* **Passage provided**:
start

# What are your dog's favorite games?



## Sambuca (Mar 13, 2010)

Hi there,

My 4-month old GSD LOVES playing fetch. It has quickly become his favorite game and he even prefers it over playing with other dogs now! And just recently he's learned to bring the ball back and drop it. But there are also downsides to this...at the dog park he will seek out a ball and try to take it from whatever dog has one. He got attacked by another dog doing this (he was fine and got over it pretty quickly) and it's almost impossible to walk by kids playing street hockey (yes, this is what we do in Canada) without him trying to get to the ball.

Since I don't want him being so obsessed with it, I'm signicantly reducing the amount of time we play fetch. We play probably twice a day because there's a small field right next door. 

So I was wondering what other games do you play with your puppy that gives it a good physical workout?


----------



## doggiedad (Dec 2, 2007)

teach your dog "leave it". when he goes
after a ball you can call him back. your dog shouldn't
go after the street hockey ball. hes houldn't go after anything
without your permission. teach your dog "leave it", "no" or
"heel". he shouldn't break from a heel. also teach your dog
not to run in the street. that will help with going after the hockey ball.

i take my dog to the dog park. there's lots of balls there. if my dog
goes after a ball that another dog wants i can say "no", "leave it",
"no, come here".

i never worry about my dog being obsessed with something. do dogs
have that feeling, obsession?

end

* **Dataset rows**:
start

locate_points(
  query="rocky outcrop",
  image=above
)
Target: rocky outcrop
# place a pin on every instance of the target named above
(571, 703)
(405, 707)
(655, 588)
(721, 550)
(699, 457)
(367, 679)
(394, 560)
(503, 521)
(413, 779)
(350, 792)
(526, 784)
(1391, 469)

end

* **Exercise set**:
1. Quote the forum thread on dog games word for word, starting at "## Sambuca (Mar" and ending at "good physical workout?".
2. According to the forum thread on dog games, how often does Sambuca play fetch with the puppy?
The rows are separate material and have no connection to the forum thread on dog games.

* **Answers by task**:
1.
## Sambuca (Mar 13, 2010)

Hi there,

My 4-month old GSD LOVES playing fetch. It has quickly become his favorite game and he even prefers it over playing with other dogs now! And just recently he's learned to bring the ball back and drop it. But there are also downsides to this...at the dog park he will seek out a ball and try to take it from whatever dog has one. He got attacked by another dog doing this (he was fine and got over it pretty quickly) and it's almost impossible to walk by kids playing street hockey (yes, this is what we do in Canada) without him trying to get to the ball.

Since I don't want him being so obsessed with it, I'm signicantly reducing the amount of time we play fetch. We play probably twice a day because there's a small field right next door. 

So I was wondering what other games do you play with your puppy that gives it a good physical workout?

2. Probably twice a day.